Task to carry out =
Using the handball biography, explain how Marinović came to represent both FR Yugoslavia and Austria at international level.

Source passage =
_ _ _ _ _
Nikola Marinović (; born 29 August 1976) is a Serbian-Austrian handball player.

Club career
Marinović played for Crvena zvezda in the Handball Championship of FR Yugoslavia for five seasons, winning back-to-back titles in 1997 and 1998. He also spent one season with fellow Yugoslav side Lovćen, before moving abroad to Austria in 2002. Over the next seven years, Marinović played for SG Handball West Wien (2002–2005) and Bregenz (2005–2009).

International career
At international level, Marinović was capped for FR Yugoslavia before switching allegiance to Austria.
_ _ _ _ _
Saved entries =
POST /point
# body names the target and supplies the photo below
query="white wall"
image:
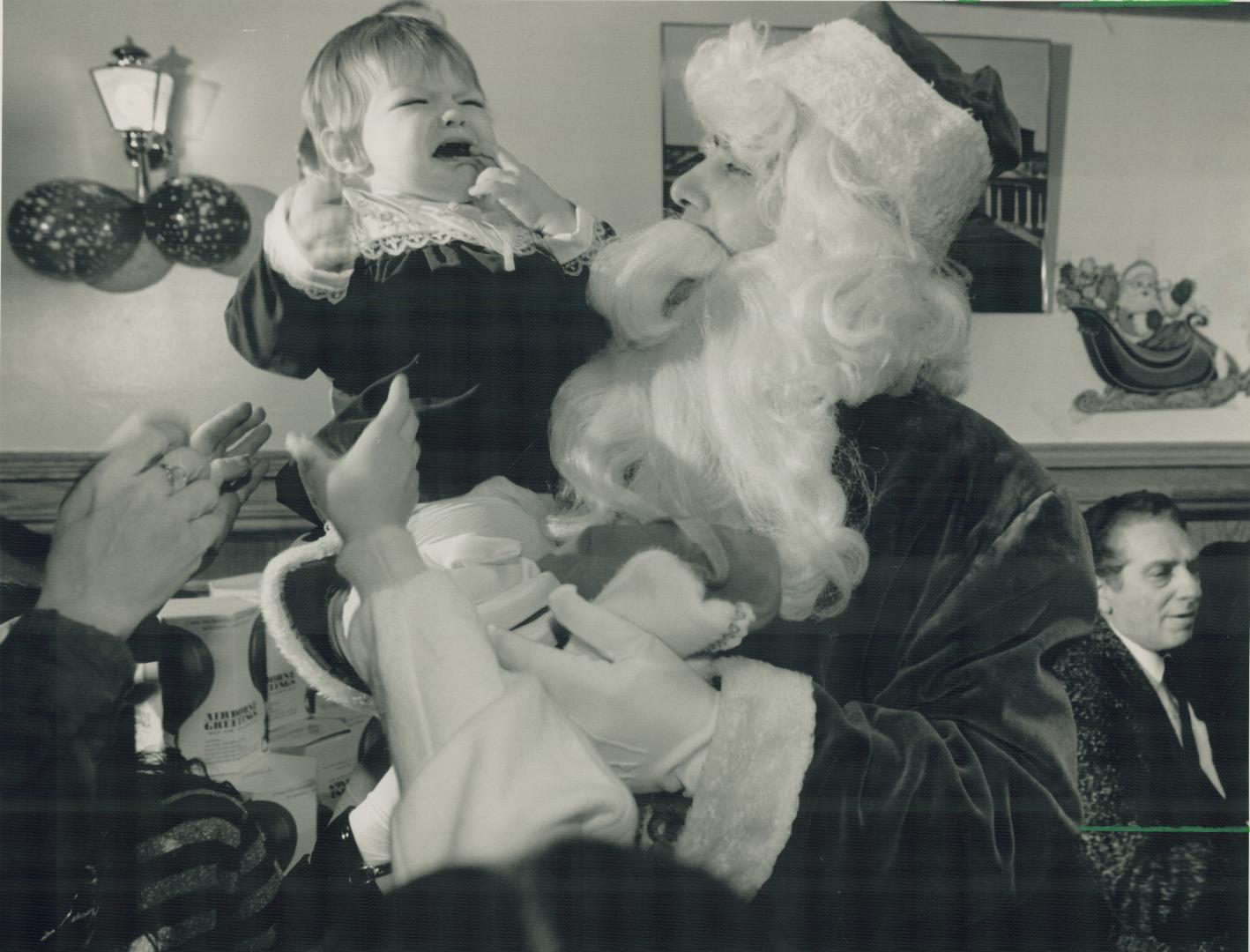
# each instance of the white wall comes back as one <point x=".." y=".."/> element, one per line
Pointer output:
<point x="1155" y="165"/>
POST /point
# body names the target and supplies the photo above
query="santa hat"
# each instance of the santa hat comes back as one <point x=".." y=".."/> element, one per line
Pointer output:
<point x="930" y="155"/>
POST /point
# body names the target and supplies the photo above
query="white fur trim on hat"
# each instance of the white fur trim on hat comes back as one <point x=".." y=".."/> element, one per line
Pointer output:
<point x="932" y="156"/>
<point x="279" y="628"/>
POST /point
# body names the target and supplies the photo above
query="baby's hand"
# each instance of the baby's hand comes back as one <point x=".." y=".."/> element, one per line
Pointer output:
<point x="322" y="224"/>
<point x="522" y="191"/>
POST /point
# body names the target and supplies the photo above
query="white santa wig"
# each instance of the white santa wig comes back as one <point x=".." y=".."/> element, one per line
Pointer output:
<point x="718" y="395"/>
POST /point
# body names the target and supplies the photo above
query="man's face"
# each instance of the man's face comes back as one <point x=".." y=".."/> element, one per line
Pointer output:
<point x="422" y="135"/>
<point x="720" y="197"/>
<point x="1153" y="600"/>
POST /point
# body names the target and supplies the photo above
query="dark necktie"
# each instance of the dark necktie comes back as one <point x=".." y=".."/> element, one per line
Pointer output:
<point x="1187" y="729"/>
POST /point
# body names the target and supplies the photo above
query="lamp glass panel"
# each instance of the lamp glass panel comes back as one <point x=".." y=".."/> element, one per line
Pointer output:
<point x="164" y="94"/>
<point x="129" y="95"/>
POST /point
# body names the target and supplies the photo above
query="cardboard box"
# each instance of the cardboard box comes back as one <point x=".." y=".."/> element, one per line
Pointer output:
<point x="281" y="797"/>
<point x="212" y="686"/>
<point x="242" y="586"/>
<point x="335" y="744"/>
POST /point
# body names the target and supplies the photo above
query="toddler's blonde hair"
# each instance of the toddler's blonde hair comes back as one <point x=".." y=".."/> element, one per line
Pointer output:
<point x="361" y="59"/>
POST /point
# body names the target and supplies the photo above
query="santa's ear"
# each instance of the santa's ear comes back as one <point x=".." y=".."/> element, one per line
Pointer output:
<point x="1104" y="596"/>
<point x="343" y="152"/>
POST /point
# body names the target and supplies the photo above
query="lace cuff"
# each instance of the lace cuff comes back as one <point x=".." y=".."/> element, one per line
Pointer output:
<point x="575" y="251"/>
<point x="287" y="259"/>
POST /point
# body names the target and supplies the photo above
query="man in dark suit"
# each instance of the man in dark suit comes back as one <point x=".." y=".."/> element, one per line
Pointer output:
<point x="1155" y="805"/>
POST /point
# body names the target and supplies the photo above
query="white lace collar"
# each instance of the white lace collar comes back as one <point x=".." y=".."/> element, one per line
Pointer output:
<point x="392" y="224"/>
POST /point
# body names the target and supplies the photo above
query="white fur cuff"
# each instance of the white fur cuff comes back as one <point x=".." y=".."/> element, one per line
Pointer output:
<point x="279" y="628"/>
<point x="748" y="793"/>
<point x="284" y="255"/>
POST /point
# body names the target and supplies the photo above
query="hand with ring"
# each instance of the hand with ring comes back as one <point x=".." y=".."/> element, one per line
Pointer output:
<point x="128" y="536"/>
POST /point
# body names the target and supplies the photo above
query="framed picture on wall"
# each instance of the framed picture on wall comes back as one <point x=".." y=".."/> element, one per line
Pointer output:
<point x="1008" y="242"/>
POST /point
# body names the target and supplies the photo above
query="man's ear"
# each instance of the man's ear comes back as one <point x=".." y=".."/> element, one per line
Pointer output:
<point x="1104" y="596"/>
<point x="341" y="152"/>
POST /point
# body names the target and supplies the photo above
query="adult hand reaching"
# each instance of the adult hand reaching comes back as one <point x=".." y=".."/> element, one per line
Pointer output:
<point x="138" y="526"/>
<point x="376" y="482"/>
<point x="649" y="715"/>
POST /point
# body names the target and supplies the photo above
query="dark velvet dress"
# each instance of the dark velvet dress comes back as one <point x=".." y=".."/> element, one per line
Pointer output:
<point x="506" y="338"/>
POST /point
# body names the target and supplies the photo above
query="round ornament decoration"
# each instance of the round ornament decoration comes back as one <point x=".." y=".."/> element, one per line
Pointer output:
<point x="74" y="229"/>
<point x="197" y="221"/>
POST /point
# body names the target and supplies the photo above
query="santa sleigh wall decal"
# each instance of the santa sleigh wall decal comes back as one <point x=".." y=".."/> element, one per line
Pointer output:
<point x="1144" y="341"/>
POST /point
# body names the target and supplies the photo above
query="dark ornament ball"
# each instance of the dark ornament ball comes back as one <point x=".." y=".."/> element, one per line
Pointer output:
<point x="197" y="221"/>
<point x="74" y="229"/>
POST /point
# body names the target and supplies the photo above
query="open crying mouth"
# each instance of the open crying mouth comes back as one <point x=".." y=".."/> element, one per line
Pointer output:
<point x="454" y="149"/>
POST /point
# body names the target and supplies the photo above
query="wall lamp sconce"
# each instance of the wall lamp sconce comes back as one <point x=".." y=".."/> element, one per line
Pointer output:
<point x="137" y="98"/>
<point x="75" y="229"/>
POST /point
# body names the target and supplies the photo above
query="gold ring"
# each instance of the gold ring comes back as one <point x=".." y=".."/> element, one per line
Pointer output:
<point x="176" y="476"/>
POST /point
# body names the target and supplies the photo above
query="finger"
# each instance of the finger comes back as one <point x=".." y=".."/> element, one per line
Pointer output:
<point x="229" y="445"/>
<point x="606" y="632"/>
<point x="212" y="527"/>
<point x="253" y="442"/>
<point x="218" y="431"/>
<point x="409" y="428"/>
<point x="397" y="410"/>
<point x="229" y="469"/>
<point x="487" y="180"/>
<point x="195" y="500"/>
<point x="505" y="159"/>
<point x="140" y="451"/>
<point x="244" y="493"/>
<point x="308" y="454"/>
<point x="184" y="465"/>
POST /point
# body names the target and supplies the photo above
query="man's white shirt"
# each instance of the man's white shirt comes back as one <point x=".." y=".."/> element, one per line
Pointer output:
<point x="1153" y="665"/>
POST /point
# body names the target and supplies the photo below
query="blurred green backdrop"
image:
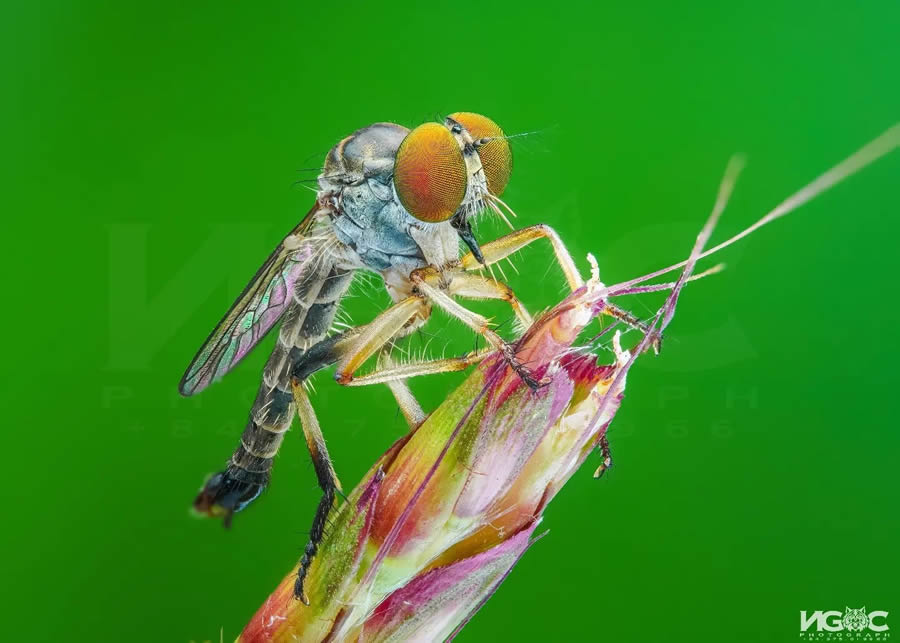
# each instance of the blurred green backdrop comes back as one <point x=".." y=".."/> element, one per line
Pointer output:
<point x="151" y="155"/>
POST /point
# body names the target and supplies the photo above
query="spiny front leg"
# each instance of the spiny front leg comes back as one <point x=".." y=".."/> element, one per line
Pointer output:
<point x="434" y="285"/>
<point x="515" y="241"/>
<point x="328" y="482"/>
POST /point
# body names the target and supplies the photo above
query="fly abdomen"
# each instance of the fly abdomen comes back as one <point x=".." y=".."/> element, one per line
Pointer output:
<point x="248" y="470"/>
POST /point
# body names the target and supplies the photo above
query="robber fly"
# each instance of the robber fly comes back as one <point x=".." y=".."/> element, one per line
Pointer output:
<point x="390" y="201"/>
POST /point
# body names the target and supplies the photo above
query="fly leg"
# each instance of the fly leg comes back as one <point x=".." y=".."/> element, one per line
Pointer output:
<point x="398" y="373"/>
<point x="472" y="286"/>
<point x="350" y="349"/>
<point x="328" y="481"/>
<point x="515" y="241"/>
<point x="406" y="401"/>
<point x="435" y="285"/>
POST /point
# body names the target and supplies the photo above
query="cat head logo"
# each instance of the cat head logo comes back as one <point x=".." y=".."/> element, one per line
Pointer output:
<point x="855" y="620"/>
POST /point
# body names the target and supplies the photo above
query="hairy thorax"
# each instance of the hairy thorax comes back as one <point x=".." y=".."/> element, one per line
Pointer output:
<point x="374" y="231"/>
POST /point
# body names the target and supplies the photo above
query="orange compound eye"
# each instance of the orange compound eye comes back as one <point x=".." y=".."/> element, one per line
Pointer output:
<point x="495" y="155"/>
<point x="430" y="173"/>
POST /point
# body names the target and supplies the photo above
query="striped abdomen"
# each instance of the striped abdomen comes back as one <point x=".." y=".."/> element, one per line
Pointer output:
<point x="305" y="324"/>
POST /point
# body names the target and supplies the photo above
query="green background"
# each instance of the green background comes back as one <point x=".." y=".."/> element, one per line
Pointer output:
<point x="150" y="155"/>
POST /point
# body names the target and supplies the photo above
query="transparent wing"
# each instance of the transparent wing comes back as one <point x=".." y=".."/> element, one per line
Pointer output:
<point x="256" y="310"/>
_ _ _ _ _
Task answer =
Marinović was first capped for FR Yugoslavia and then switched his allegiance to Austria, so he played for both national teams.